Work to complete »
A: In the news passage on the proposed Saudi uranium-enrichment deal, which newspaper reported the effort?
B: From the news passage on the proposed Saudi uranium-enrichment deal, quote everything from "The Wall Street" down to "openly enrich uranium.".
C: Continue the news passage on the proposed Saudi uranium-enrichment deal from where it stops.

### Document passage ###

Lapid said in his post that efforts to obtain nuclear weapons by mid-east nations is what Prime Minister Benjamin Netanyahu had spent his life fighting against and that that is the basis of Israel's nuclear strategy. "Stong democracies do not dessert their security, for political considerations," he said.
The Wall Street Journal on Wednesday, reported an effort to set up a U.S.-run uranium-enrichment operation in Saudi Arabia as part of a complex three-way deal to establish official diplomatic relations between the two Middle Eastern countries, quoting Israeli and American officials.
The paper said Netanyahu had directed top Israeli nuclear and security specialists to cooperate with U.S. negotiators trying to reach a deal that would allow Saudi Arabia to become the second country in the Middle East, after Iran, to openly enrich uranium.

### Data supplied ###

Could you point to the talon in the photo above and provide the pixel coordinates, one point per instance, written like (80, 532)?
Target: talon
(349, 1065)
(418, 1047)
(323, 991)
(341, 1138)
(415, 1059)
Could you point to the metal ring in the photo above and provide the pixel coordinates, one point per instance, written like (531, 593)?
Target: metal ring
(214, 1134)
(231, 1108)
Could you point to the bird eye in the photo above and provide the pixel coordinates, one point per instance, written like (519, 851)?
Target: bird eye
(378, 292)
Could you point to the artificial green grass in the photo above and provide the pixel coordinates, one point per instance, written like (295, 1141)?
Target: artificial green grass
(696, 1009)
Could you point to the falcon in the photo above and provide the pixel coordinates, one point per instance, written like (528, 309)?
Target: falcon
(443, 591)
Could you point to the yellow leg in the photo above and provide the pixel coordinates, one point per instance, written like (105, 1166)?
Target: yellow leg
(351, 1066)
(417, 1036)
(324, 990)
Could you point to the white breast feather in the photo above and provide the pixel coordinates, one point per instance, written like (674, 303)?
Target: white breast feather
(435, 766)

###

Responses per task »
A: The Wall Street Journal

B:
The Wall Street Journal on Wednesday, reported an effort to set up a U.S.-run uranium-enrichment operation in Saudi Arabia as part of a complex three-way deal to establish official diplomatic relations between the two Middle Eastern countries, quoting Israeli and American officials.
The paper said Netanyahu had directed top Israeli nuclear and security specialists to cooperate with U.S. negotiators trying to reach a deal that would allow Saudi Arabia to become the second country in the Middle East, after Iran, to openly enrich uranium.

C:
“Israeli support for Saudi enrichment would represent a radical policy shift for a country that has opposed nuclear proliferation in the Middle East since inception, and for a prime minister who has devoted his career to opposing Iranian enrichment,” Mark Dubowitz, chief executive of the Foundation for Defense of Democracies, a think tank in Washington that opposes the idea, told the paper.
According to the report, the matter was discussed when U.S. President Joe Biden met Netanyahu on the sidelines of the UN General Assembly on Wednesday, their first meeting since Netanyahu returned to office, nine months ago.